§ Exercise goal
For every line in the data below that contains "leaf", copy the line.

§ Provided records
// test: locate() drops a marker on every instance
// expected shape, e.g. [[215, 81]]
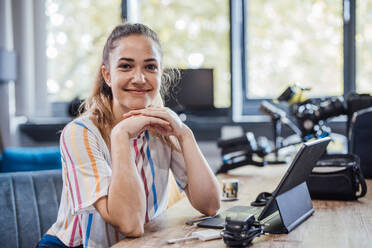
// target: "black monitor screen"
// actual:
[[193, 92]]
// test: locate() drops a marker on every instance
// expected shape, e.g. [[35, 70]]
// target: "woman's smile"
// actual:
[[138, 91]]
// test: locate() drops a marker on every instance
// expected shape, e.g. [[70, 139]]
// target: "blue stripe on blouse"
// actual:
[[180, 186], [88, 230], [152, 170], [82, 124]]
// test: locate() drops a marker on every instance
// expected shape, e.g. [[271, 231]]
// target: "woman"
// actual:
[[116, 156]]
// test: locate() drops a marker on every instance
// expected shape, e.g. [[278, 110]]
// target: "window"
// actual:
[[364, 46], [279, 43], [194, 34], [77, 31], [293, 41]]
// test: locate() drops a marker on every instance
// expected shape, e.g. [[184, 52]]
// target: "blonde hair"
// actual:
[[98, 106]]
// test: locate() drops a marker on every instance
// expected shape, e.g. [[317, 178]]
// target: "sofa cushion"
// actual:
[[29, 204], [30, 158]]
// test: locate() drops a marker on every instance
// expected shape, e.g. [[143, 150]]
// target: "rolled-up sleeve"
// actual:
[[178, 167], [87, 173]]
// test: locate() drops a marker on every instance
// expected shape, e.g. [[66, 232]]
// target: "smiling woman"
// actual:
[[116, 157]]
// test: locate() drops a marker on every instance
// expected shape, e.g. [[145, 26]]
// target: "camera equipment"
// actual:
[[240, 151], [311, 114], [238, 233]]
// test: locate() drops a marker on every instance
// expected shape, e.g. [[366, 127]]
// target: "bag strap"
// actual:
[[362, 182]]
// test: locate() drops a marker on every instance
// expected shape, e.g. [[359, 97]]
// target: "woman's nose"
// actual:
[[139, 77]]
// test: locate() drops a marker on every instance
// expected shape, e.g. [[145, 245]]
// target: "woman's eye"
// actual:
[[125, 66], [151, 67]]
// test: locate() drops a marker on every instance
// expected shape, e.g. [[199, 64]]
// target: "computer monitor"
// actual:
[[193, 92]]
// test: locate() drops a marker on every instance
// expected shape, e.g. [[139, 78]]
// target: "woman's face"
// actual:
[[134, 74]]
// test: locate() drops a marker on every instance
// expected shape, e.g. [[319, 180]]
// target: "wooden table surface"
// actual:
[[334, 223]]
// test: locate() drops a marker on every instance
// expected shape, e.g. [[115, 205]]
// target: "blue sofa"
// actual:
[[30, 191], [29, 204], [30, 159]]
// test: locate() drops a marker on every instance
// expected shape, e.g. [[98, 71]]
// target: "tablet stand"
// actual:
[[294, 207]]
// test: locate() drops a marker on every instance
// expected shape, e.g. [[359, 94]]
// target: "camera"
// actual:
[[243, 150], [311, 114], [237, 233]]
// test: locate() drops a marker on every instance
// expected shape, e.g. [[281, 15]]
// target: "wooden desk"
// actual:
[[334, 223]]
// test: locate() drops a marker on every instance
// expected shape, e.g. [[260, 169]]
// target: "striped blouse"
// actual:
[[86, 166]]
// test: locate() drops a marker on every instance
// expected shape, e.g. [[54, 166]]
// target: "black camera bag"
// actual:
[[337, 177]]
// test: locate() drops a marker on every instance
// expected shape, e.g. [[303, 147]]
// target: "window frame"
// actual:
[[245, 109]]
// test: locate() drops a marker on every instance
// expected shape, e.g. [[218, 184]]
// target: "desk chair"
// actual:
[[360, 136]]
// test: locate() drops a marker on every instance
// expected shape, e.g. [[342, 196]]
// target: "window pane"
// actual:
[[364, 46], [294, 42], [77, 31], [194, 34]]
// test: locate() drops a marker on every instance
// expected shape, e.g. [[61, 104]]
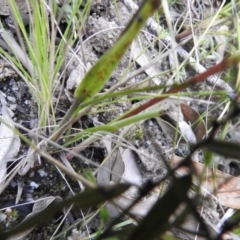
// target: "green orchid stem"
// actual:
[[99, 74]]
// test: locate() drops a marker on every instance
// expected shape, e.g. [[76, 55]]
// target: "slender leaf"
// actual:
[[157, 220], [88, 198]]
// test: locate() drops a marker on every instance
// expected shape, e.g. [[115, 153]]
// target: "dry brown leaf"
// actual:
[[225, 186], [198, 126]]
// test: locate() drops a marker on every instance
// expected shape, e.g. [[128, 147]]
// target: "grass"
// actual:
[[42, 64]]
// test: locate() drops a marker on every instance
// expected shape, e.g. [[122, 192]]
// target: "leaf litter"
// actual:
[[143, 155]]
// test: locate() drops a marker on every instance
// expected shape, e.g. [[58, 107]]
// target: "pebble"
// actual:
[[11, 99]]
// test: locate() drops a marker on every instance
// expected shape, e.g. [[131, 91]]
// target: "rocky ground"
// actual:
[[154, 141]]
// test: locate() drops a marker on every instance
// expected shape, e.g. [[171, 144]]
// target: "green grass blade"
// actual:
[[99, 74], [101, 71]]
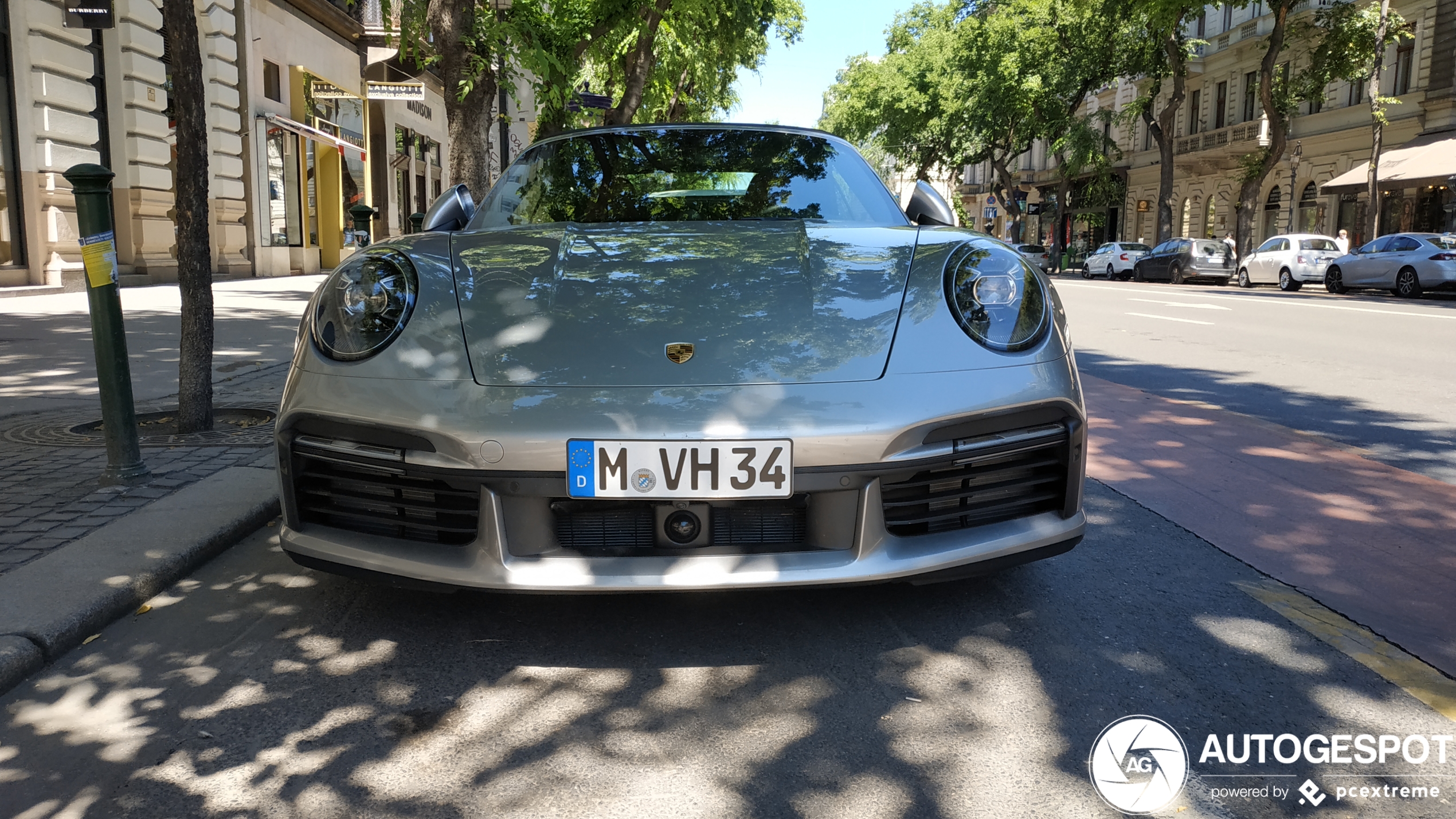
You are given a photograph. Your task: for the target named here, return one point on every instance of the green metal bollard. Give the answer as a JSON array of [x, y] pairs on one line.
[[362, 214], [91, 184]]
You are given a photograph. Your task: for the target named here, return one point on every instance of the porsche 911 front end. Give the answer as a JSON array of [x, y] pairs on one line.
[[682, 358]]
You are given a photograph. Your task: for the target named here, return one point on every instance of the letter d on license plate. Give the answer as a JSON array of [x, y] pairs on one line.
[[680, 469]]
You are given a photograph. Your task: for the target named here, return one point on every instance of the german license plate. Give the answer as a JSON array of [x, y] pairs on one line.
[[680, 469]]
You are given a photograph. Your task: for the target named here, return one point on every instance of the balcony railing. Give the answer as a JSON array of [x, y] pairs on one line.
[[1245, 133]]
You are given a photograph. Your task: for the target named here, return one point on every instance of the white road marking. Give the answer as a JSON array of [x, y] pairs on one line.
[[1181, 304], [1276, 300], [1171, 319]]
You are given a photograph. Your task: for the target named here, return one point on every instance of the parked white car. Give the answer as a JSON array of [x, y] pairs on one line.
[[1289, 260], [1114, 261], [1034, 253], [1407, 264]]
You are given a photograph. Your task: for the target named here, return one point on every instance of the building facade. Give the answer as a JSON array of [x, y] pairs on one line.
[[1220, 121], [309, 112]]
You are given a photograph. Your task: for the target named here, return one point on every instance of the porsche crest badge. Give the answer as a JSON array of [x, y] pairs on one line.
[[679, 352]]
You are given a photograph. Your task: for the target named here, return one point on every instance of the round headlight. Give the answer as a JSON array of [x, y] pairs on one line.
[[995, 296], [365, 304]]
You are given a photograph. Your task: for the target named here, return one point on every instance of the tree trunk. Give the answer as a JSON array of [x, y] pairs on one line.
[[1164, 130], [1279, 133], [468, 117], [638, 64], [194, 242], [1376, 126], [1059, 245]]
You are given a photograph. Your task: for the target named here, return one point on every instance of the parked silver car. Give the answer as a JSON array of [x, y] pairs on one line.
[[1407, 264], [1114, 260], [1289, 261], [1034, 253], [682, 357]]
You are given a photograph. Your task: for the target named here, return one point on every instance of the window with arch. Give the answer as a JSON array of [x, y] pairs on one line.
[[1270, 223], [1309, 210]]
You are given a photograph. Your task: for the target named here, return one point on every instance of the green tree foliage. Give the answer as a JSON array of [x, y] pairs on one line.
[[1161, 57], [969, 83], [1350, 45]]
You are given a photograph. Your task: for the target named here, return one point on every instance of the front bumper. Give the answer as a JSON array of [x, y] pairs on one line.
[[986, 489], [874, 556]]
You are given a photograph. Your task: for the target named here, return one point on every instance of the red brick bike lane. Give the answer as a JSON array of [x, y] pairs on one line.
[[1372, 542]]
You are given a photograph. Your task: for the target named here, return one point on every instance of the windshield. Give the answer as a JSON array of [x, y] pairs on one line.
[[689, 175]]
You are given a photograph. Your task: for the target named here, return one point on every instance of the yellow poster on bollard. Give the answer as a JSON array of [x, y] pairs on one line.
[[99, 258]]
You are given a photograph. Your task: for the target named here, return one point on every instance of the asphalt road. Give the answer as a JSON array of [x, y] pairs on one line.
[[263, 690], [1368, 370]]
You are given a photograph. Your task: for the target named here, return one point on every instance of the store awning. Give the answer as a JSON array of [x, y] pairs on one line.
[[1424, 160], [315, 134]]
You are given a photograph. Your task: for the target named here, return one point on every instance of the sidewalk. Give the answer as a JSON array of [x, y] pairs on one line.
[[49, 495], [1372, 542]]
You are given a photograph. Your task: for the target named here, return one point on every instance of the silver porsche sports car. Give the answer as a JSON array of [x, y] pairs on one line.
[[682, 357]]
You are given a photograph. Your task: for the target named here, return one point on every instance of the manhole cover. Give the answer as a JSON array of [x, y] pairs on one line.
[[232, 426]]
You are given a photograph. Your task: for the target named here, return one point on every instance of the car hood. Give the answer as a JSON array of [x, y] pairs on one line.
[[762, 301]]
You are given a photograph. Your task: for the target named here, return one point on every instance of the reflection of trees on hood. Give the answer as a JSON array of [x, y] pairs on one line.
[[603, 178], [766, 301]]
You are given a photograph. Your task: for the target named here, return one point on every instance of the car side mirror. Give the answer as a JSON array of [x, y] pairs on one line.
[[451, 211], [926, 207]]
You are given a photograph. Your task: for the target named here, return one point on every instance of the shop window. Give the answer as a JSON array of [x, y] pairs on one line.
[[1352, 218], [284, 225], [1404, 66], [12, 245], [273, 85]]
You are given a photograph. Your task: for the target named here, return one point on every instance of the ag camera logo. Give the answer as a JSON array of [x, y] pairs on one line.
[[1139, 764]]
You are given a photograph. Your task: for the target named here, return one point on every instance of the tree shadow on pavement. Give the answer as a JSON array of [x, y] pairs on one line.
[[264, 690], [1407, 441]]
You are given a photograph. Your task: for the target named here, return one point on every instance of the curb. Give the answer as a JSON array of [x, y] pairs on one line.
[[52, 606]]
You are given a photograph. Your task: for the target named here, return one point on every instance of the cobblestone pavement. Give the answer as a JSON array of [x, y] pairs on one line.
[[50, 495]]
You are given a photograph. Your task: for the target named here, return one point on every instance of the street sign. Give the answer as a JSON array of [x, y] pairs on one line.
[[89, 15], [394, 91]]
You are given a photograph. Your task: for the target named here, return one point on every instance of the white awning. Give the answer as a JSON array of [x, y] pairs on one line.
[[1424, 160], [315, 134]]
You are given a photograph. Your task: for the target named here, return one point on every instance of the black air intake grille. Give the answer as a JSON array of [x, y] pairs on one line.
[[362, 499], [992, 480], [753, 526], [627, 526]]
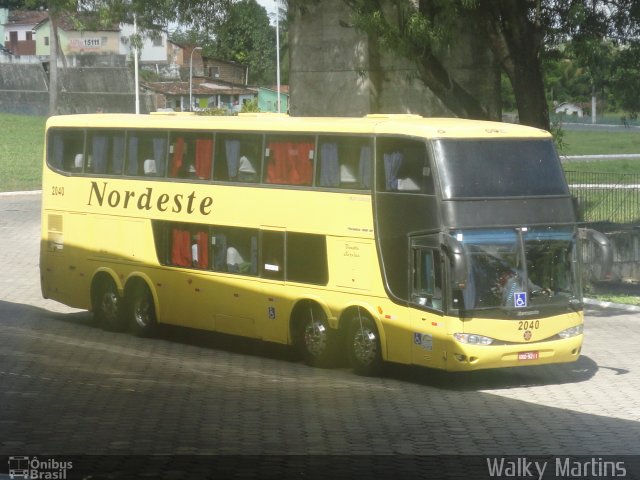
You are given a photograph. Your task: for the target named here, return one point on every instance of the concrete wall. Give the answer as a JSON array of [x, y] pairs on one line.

§ Task output
// target: "slender leaf"
// target: "dry brown leaf"
// target: "leaf litter"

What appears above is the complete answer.